◆ Task details ◆
Express the part of the listing running from its first line through the line that contains "For your reference, the", with both ends included, as a Markdown table. Use a column No. for the row number and a column Line for the line itself, and leave out any blank lines.
:: Listing ::
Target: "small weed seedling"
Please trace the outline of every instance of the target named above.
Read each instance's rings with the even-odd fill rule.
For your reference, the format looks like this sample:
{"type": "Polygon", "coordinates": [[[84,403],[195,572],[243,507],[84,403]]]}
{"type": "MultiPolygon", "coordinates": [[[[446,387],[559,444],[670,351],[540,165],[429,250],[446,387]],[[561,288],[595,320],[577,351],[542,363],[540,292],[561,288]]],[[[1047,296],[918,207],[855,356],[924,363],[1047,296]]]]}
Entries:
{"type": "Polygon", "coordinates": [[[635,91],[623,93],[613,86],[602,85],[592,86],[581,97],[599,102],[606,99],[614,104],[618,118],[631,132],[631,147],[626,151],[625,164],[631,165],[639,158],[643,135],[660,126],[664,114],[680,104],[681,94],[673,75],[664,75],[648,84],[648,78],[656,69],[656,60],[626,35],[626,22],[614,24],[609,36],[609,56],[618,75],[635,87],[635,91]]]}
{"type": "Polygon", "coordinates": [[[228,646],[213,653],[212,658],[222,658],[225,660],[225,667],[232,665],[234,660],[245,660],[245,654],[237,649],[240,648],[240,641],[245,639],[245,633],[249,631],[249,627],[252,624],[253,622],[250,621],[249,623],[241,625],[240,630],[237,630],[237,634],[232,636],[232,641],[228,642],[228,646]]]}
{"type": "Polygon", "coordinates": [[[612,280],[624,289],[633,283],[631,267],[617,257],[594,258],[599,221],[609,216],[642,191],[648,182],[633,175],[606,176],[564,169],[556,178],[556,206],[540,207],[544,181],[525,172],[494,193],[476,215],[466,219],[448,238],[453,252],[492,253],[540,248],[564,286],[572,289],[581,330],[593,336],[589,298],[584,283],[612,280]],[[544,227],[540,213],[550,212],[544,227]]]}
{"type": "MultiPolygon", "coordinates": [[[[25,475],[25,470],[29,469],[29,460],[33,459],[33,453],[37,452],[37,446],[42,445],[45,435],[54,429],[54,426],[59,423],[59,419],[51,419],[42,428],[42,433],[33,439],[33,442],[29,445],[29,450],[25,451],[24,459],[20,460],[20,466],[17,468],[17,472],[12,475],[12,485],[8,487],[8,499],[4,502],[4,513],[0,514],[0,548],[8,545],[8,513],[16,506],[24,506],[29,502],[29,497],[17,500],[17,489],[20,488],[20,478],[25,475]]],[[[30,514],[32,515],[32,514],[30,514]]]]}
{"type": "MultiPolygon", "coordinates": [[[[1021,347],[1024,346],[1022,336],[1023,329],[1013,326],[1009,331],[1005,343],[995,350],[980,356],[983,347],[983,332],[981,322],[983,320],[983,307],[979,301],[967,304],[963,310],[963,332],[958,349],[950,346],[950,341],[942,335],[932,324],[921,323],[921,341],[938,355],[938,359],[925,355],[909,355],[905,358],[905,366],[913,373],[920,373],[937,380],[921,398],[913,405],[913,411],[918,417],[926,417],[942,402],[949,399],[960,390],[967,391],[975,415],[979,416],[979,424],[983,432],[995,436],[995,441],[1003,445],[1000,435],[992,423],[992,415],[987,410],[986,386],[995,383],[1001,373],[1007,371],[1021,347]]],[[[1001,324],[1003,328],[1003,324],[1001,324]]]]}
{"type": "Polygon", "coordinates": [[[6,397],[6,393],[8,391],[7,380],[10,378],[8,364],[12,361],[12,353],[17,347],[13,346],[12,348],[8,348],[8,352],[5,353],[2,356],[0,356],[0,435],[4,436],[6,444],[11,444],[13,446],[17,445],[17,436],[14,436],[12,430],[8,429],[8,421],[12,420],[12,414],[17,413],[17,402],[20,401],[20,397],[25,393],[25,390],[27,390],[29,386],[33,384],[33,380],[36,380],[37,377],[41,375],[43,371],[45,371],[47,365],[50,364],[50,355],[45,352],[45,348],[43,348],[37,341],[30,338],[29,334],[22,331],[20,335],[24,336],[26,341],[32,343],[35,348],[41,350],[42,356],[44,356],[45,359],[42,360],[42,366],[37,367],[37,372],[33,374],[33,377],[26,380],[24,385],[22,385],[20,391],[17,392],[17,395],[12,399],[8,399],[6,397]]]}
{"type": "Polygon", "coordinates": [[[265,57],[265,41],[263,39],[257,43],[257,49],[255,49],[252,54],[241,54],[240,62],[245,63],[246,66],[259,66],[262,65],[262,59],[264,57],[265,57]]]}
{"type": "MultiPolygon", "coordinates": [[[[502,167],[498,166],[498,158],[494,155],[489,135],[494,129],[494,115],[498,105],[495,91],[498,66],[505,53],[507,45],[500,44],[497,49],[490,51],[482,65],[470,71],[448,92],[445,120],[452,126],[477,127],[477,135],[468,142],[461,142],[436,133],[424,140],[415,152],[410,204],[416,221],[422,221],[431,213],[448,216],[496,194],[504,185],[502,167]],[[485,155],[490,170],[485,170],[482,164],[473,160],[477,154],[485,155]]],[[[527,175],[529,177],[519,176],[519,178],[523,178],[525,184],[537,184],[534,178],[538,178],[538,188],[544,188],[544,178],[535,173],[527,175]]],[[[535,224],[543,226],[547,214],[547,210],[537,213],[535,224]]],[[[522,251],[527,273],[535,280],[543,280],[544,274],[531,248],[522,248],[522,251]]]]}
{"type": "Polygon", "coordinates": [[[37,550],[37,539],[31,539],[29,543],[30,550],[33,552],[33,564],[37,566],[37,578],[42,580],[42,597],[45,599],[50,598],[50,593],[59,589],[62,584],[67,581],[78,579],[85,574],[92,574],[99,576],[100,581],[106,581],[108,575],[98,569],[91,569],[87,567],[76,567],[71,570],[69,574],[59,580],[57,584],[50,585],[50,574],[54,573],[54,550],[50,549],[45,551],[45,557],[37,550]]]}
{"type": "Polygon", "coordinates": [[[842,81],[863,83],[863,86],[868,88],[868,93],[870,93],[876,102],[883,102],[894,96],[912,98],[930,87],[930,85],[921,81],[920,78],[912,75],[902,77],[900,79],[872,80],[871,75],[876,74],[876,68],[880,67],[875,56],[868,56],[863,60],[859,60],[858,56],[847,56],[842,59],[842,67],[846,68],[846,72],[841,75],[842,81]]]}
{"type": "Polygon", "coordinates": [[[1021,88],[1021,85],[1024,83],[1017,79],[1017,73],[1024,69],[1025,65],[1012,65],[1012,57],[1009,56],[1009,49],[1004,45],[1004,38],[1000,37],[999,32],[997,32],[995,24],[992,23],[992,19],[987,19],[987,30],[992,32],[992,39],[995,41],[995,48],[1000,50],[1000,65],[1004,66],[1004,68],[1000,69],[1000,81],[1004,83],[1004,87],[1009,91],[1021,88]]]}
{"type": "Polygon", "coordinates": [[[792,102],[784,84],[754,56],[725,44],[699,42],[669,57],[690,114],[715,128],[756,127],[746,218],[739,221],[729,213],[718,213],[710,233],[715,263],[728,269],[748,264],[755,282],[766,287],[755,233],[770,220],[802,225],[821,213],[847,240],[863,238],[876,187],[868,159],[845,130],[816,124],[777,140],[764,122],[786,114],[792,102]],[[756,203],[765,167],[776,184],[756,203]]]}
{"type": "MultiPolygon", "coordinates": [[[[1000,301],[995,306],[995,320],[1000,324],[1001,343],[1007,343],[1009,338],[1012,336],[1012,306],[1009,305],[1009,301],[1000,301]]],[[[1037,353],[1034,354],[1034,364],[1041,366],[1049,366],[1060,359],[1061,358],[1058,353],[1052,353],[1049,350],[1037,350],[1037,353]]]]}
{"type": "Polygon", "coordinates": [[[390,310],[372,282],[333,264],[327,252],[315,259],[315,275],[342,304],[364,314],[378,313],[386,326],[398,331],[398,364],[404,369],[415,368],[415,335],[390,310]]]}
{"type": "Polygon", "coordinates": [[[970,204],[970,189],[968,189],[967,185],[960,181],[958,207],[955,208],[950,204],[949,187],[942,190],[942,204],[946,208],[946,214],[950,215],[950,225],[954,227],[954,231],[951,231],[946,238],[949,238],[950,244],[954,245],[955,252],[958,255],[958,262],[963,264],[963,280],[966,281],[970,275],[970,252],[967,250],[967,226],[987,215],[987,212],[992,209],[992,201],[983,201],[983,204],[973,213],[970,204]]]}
:::
◆ Result for this task ◆
| No. | Line |
|---|---|
| 1 | Target: "small weed seedling" |
| 2 | Please trace the outline of every instance of the target named above. |
| 3 | Read each instance's rings with the even-odd fill rule. |
| 4 | For your reference, the format looks like this sample: |